## Texte fourni
++++++++++
Mais comme Lénine poursuit simultanément deux objectifs qu’il veut lier étroitement, la politique des concessions au capital étranger, la substitution de l’impôt en nature aux réquisitions forcées, le danger contre révolutionnaire des anarchistes petits bourgeois et la « complicité objective » de l’Opposition ouvrière à l’égard de ces derniers, sont généralement évoqués presque conjointement. Il s’agit, en effet, d’une part de faire accepter les compromis avec le capitalisme intérieur et extérieur, d’autre part d’écarter toute opposition, même dérisoire et au seul niveau des structures, qui puisse répercuter dans le parti un quelconque obstacle au parachèvement de l’éviction politique des catégories salariées.
Le second objectif est le plus important sous l’angle qui nous occupe : sa réalisation consacrera, dans l’organisation communiste, l’étouffement de l’ultime et déjà bureaucratique point d’appui de l’élément prolétarien. Nous ne raisonnerons pas à la façon du PCI, c'est-à-dire en termes de plausibilité et de validité des « programmes » qui s’affrontent au Xe congrès ; nous dirons ce que signifie la lutte contre l’Opposition ouvrière par rapport au mouvement international déclenché par la révolution d’Octobre. Dans cette optique, il ne s’agit pas de simplement s’incliner, rétrospectivement, devant les exigences de l’époque, déterminées par la situation de l’économie russe, le changement du rapport des forces interne et externe, etc. Il faut voir que, dans ces circonstances, la « forme parti » joue le rôle exactement opposé à celui que lui assigne la conception classique. Dans le faisceau d’influences de tous ordres qui déterminera tout le cours historique ultérieur, ce rôle est décisif. Il dispose de l’énorme force matérielle de l’Etat russe, de la puissance encore plus considérable que lui confère, aux yeux du prolétariat mondial, le prestige de l’IC ; il démultiplie et dogmatise les décisions d’un centre dirigeant qui, plus nettement encore à partir de ce moment-là, n’obéit qu’à des impératifs politiques et idéologiques strictement déterminés par un processus de reconstruction de rapports sociaux capitalistes.
++++++++++
## Consignes
- A) D'après le texte fourni, lors de quel congrès les « programmes » s'affrontent-ils ?
- B) Reprenez, s'il vous plaît, le passage du texte fourni qui va de « Mais comme Lénine » jusqu'à « des catégories salariées. » inclus, en rebaptisant « capital étranger » en « capital extérieur ».

Entrées d'annotation de coordonnées
++++++++++
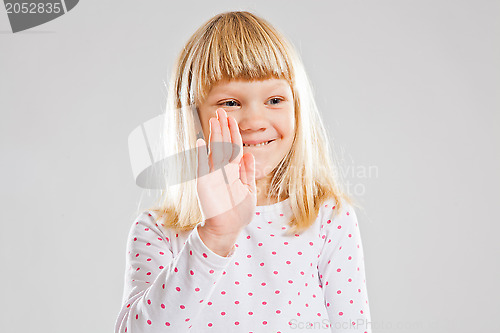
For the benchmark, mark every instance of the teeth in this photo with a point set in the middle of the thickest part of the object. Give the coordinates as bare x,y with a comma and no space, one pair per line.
260,144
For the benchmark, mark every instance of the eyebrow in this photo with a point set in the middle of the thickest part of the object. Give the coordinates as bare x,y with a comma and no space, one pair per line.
235,91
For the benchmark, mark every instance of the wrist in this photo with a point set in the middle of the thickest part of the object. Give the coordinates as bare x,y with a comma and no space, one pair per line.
221,244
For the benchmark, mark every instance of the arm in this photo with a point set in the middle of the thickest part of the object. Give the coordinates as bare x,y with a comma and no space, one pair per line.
163,292
342,273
++++++++++
## Résultats attendus
- A) Au Xe congrès.

- B)
Mais comme Lénine poursuit simultanément deux objectifs qu’il veut lier étroitement, la politique des concessions au capital extérieur, la substitution de l’impôt en nature aux réquisitions forcées, le danger contre révolutionnaire des anarchistes petits bourgeois et la « complicité objective » de l’Opposition ouvrière à l’égard de ces derniers, sont généralement évoqués presque conjointement. Il s’agit, en effet, d’une part de faire accepter les compromis avec le capitalisme intérieur et extérieur, d’autre part d’écarter toute opposition, même dérisoire et au seul niveau des structures, qui puisse répercuter dans le parti un quelconque obstacle au parachèvement de l’éviction politique des catégories salariées.